Word for word, restate the records that appear below.
Segment Open
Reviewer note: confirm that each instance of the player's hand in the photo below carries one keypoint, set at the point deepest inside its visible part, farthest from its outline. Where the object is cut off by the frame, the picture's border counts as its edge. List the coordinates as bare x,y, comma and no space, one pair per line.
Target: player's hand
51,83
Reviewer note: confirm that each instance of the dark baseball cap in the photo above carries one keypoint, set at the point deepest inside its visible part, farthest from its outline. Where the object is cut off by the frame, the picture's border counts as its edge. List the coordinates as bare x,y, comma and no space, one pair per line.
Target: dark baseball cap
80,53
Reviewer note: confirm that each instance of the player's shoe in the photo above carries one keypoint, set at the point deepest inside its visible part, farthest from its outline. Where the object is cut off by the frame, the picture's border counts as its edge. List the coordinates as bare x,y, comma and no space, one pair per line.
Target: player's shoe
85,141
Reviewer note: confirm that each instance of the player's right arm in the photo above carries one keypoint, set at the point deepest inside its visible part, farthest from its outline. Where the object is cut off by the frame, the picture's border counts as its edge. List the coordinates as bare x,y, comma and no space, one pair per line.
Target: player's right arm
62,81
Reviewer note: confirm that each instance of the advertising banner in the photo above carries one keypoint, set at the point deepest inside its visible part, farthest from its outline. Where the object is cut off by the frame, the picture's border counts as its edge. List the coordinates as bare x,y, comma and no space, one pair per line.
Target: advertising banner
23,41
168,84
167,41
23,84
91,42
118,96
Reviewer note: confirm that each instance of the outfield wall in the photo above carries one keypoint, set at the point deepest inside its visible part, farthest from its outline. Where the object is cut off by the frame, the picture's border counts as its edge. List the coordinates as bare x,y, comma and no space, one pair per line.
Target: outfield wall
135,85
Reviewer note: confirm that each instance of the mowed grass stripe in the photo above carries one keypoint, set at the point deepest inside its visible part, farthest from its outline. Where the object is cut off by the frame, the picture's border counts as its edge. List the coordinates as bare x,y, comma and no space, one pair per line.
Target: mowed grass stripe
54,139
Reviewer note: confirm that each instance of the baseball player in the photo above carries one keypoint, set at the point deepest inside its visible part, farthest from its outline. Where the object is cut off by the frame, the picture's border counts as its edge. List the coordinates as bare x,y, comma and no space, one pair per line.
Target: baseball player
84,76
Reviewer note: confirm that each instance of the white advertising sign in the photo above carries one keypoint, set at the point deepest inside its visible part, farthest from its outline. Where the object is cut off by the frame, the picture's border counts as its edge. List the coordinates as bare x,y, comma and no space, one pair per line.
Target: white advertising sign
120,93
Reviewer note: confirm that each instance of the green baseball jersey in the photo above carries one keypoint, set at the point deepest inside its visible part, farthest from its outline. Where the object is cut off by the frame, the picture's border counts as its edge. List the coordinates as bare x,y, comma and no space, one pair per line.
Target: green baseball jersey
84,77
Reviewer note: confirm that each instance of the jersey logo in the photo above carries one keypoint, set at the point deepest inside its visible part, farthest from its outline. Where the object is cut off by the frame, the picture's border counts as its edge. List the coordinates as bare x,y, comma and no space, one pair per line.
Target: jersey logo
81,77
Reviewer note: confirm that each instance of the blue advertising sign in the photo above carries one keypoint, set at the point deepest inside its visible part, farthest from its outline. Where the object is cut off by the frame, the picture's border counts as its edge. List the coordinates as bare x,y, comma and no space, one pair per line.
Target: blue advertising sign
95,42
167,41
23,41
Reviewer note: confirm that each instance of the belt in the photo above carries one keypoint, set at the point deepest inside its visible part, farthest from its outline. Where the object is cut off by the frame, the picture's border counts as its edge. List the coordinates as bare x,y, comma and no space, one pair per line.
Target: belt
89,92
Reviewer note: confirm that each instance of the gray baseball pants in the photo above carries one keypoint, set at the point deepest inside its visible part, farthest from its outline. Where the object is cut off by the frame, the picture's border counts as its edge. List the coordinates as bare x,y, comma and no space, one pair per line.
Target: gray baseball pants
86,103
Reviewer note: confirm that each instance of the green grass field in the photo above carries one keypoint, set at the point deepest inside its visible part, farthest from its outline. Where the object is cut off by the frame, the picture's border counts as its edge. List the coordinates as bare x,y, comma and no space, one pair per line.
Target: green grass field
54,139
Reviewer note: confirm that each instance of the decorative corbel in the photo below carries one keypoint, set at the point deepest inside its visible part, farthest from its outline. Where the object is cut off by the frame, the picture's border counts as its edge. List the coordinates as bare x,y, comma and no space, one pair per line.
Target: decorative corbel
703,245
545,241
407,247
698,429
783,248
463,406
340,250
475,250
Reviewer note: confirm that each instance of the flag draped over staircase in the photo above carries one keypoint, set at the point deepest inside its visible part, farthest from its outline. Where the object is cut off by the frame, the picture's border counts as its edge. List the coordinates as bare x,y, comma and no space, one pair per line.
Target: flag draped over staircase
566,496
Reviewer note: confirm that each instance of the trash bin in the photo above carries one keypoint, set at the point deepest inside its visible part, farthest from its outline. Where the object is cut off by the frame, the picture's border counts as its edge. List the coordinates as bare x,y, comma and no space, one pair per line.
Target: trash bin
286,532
Segment Closed
■ Solved exercise:
Reviewer note: confirm that each instance of the player's hand in the photo below carries one keypoint, set at the point deepest inside its visible part, farthest from its outline. Where the object is cut off by the frame, the picture's border counts as its edge. List the coordinates as bare x,y, comma and no space, one pair per line.
Target: player's hand
51,83
Reviewer note: confirm that each instance of the dark baseball cap in the photo above carries one keypoint, set at the point deepest inside its visible part, farthest from its outline. Where the object is cut off by the frame, the picture's border counts as its edge. List the coordinates as bare x,y, comma and no space, one pair per line.
Target: dark baseball cap
80,53
Reviewer note: confirm that each instance of the player's shoe in the photo above carries one keypoint, set at the point deepest inside its visible part, farthest from its outline. Where the object is cut off by the frame, the picture's border counts as its edge. List the coordinates as bare x,y, comma and no space, one pair per line.
Target: player's shoe
85,141
Reviewer note: confirm that each instance of the player's right arm in the photo above carries one keypoint, set at the point deepest inside its visible part, farthest from its outline. Where the object is cut off by the frame, the picture's border counts as its edge. List the coordinates as bare x,y, comma and no space, one pair per line.
Target: player's right arm
62,81
Reviewer note: confirm that each instance of the advertising banner in the photo above carries one keypoint, set at the point deepest inside its visible part, farthest from its outline. Where the object is cut off by the frame, the picture's border counts as its edge. List the coordinates as bare x,y, comma and no space, one pair per line.
Target: advertising banner
23,41
168,84
167,41
23,84
91,42
118,96
Reviewer note: confirm that each instance of the outfield wall in the photo above carries one keypoint, set at the point deepest inside its visible part, farthest from its outline. Where the object is cut off by the frame, the picture's border counts as its edge. List the coordinates as bare x,y, comma and no space, one pair per line.
Target: outfield wall
135,85
Reviewer note: confirm that each instance of the mowed grass stripe in the photo above carries one keypoint, set at the point deepest inside its visible part, farthest from its outline. Where the object is cut off by the frame, the picture's border counts as its edge. List the coordinates as bare x,y, comma and no space, one pair per line.
Target: mowed grass stripe
54,139
Reviewer note: confirm that each instance of the baseball player in the photo above carries one keypoint, set at the point deepest inside its visible part, farthest from its outline. Where the object is cut off by the frame, the picture's border counts as its edge. List the coordinates as bare x,y, comma and no space, one pair per line.
Target: baseball player
84,76
Reviewer note: confirm that each instance of the white advertising sign in the photo above carries one keypoint, set at the point deepest inside its visible part, farthest from its outline. Where the object is cut off by the frame, the picture's border counts as its edge. List the coordinates as bare x,y, comma and no space, one pair per line.
Target: white advertising sign
120,93
Reviewer note: confirm that each instance of the green baseball jersey in the photo above carries one keypoint, set at the point deepest inside its visible part, farthest from its outline. Where the object is cut off by the frame, the picture's border counts as its edge. List the coordinates as bare x,y, comma and no space, one pair per line.
Target: green baseball jersey
84,77
Reviewer note: confirm that each instance of the jersey logo in the photo above carries one keypoint, set at the point deepest inside its visible part, farthest from its outline. Where the object is cut off by the frame, the picture's border counts as its edge. List the coordinates as bare x,y, comma and no space, one pair per line.
Target: jersey logo
81,77
Reviewer note: confirm that each instance of the blue advertising sign in the photo above carries one keypoint, set at the point deepest inside its visible part, farthest from its outline. Where the object is cut off by the frame, the picture's border counts as its edge. List the coordinates as bare x,y, comma and no space, one pair per line.
Target: blue advertising sign
95,42
167,41
23,41
Reviewer note: confirm that each instance of the belt in the photo above carries one keypoint, set at the point deepest inside its visible part, farthest from its outline. Where the object is cut off by the frame, the picture's border counts as its edge. List the coordinates as bare x,y, comma and no space, one pair per line.
Target: belt
89,92
Reviewer note: confirm that each instance of the gray baseball pants in the photo above carries one keypoint, set at the point deepest inside its visible part, farthest from its outline. Where the object is cut off by the frame, the picture's border counts as its edge. List the coordinates as bare x,y, comma and no space, one pair per line.
Target: gray baseball pants
86,103
Reviewer note: confirm that each instance of the green grass field in the photo above carries one keypoint, set at the point deepest inside its visible part, farthest from its outline. Where the object is cut off by the frame, the picture's border counts as its edge. List the coordinates as bare x,y, comma and no space, one pair per line.
Target: green grass field
54,139
Reviewer note: confirm that each instance of the decorative corbel in the photo below carries one keypoint, set at the point deepest inside its visible part, farthest from its outline. Where the object is cut off by the frame, the picture's border counts as its edge. List the coordinates as bare x,y, comma and no space, one pair per line.
Target: decorative corbel
703,245
545,241
407,247
698,429
783,248
463,406
340,250
475,250
Reviewer note: confirm that each instance of the flag draped over staircase in the photo above carries one keypoint, set at the point deepest inside its visible part, farthest from its outline. Where the object is cut off by the frame, the picture's border counts as its edge. List the coordinates as bare x,y, comma and no space, one pair per line.
Target: flag draped over staircase
566,496
Reviewer note: confirm that each instance of the trash bin in the photo above carries one keypoint, set at the point deepest inside its visible part, farthest from its outline. Where the object is cut off by the frame, the picture's border counts as its edge. List the coordinates as bare x,y, comma and no space, one pair per line.
Target: trash bin
286,532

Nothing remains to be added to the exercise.